__SET TASK__. Locate "In this photo, where can the white dryer" in the listing below, then output the line holding it and every line after it, exactly and with nothing else.

#### INFORMATION SHOWN ####

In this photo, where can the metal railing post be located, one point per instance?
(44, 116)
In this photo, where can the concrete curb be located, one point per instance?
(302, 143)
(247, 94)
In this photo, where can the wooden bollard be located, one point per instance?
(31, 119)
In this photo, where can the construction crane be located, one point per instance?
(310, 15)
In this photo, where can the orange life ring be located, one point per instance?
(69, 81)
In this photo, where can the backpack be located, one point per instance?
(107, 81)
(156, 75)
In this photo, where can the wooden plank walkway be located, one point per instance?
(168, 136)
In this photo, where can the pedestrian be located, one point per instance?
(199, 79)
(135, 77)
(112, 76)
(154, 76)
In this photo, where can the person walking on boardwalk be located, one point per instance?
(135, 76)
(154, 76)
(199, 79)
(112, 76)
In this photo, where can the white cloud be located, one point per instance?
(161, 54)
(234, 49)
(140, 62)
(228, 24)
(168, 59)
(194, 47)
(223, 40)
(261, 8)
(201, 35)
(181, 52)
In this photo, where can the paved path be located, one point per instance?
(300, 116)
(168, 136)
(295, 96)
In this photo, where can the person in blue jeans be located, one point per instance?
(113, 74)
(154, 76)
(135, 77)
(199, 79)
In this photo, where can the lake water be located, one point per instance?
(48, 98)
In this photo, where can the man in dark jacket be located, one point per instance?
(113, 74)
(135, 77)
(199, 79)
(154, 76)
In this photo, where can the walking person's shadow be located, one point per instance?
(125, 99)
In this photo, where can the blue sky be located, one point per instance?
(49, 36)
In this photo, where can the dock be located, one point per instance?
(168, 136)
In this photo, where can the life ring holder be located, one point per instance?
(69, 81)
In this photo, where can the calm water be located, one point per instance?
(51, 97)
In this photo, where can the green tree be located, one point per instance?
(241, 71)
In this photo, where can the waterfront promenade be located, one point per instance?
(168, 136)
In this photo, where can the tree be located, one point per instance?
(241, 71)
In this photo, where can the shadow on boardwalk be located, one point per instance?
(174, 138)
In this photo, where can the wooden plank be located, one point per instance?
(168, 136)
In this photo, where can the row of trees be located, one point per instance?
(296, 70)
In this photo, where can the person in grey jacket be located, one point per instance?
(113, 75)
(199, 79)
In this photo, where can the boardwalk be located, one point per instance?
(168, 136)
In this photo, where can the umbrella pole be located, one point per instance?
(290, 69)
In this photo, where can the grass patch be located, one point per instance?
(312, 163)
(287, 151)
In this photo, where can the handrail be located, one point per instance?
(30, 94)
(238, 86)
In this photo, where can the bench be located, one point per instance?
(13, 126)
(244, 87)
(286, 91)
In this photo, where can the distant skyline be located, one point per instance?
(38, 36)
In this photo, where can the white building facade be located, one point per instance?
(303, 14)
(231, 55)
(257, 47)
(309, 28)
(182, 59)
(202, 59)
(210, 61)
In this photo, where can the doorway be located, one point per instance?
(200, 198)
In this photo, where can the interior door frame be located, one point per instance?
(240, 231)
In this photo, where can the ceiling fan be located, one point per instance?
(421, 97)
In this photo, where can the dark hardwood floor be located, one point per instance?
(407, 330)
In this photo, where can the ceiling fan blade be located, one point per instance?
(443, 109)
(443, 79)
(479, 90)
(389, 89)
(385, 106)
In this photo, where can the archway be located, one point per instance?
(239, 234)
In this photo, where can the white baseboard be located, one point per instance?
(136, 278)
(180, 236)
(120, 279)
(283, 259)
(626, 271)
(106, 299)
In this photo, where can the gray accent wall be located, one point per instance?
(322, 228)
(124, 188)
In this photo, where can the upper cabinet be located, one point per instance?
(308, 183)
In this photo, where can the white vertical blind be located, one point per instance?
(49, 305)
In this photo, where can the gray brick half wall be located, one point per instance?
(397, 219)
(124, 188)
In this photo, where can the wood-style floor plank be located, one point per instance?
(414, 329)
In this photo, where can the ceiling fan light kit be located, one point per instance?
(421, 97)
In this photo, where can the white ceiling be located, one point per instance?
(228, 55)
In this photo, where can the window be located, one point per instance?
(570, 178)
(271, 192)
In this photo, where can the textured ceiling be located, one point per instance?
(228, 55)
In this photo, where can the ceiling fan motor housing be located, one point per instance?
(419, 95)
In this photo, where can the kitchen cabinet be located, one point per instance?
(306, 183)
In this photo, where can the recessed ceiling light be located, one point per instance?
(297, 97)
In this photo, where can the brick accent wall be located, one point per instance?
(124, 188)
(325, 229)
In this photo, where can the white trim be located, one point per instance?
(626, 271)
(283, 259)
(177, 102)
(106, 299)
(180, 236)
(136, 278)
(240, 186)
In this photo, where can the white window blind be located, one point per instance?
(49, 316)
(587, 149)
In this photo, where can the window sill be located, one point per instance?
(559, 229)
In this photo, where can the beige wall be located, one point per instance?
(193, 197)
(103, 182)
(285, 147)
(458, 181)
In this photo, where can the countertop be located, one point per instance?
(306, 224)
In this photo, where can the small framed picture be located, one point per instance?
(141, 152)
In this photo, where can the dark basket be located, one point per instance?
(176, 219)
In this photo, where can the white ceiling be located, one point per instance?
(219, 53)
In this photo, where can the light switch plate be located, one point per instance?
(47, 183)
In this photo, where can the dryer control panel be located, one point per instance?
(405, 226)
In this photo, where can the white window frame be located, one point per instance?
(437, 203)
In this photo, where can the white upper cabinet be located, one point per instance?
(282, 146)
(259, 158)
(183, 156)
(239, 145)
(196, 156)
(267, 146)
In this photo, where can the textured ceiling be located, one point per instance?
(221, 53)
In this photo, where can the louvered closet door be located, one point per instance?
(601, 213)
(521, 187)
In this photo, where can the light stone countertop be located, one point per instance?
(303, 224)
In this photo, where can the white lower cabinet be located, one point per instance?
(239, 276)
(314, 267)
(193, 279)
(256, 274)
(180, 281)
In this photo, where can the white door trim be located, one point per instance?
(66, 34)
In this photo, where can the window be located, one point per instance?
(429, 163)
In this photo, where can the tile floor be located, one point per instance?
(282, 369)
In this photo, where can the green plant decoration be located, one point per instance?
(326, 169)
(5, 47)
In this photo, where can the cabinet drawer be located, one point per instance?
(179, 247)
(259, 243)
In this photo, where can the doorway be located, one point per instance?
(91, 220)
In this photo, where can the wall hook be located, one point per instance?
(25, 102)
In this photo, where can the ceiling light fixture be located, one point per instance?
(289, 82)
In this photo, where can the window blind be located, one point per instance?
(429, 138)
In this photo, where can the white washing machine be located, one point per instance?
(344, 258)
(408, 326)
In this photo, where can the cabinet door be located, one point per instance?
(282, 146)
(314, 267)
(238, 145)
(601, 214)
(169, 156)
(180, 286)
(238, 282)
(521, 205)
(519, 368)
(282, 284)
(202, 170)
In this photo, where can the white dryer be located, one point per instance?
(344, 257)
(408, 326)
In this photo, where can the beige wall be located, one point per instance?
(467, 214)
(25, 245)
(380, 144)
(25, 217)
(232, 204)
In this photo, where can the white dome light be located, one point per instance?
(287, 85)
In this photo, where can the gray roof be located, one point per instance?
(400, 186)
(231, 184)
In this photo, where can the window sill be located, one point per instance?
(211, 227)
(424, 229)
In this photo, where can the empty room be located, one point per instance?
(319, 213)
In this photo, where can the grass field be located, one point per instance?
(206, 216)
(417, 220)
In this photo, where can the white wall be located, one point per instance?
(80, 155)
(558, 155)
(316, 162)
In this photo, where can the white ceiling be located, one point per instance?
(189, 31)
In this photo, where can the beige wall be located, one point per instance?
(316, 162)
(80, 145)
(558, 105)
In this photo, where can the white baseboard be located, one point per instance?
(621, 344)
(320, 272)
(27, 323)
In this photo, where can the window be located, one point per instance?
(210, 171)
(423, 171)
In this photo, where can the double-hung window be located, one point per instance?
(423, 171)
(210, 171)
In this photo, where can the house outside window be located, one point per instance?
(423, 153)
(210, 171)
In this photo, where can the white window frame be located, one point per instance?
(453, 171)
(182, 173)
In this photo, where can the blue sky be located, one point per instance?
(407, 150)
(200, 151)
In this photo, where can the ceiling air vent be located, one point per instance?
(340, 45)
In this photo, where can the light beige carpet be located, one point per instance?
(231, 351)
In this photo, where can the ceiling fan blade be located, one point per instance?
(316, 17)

####

__RESULT OF THE EXERCISE__.
In this photo, where can the white dryer be located, one point per instance?
(344, 257)
(408, 326)
In this photo, where can the beige wall be located, one point per instance?
(467, 214)
(25, 245)
(380, 144)
(25, 217)
(232, 204)
In this photo, where can the white dome light be located, one point per instance?
(287, 85)
In this photo, where can the gray roof be located, one point per instance?
(400, 186)
(231, 184)
In this photo, where can the window sill be located, one point per instance?
(211, 227)
(424, 229)
In this photo, where can the empty room be located, one point per instance?
(319, 213)
In this photo, where can the grass field be located, one point per instance?
(206, 216)
(417, 220)
In this photo, where can the white wall be located, one point per instance?
(80, 155)
(558, 155)
(316, 162)
In this photo, where can the white ceiling be located, one point per instance?
(189, 31)
In this photo, where can the beige wall be located, one point per instance?
(316, 162)
(80, 145)
(558, 105)
In this photo, where can the white baseboard be located, one point per instance?
(621, 344)
(320, 272)
(27, 323)
In this photo, where can the window be located, one point per instance?
(210, 171)
(423, 171)
In this photo, where can the double-hung window be located, one point per instance?
(423, 171)
(210, 171)
In this photo, where can the house outside window be located, one point per instance?
(423, 153)
(210, 171)
In this photo, where can the white window frame be located, one point per instance?
(453, 171)
(182, 173)
In this photo, where can the blue sky be located, one point per instance?
(407, 150)
(200, 151)
In this photo, where can the ceiling air vent be located, one point per instance?
(340, 45)
In this photo, where can the light beige carpet be located, one point per instance?
(231, 351)
In this photo, where can the ceiling fan blade be located, one point per instance?
(316, 17)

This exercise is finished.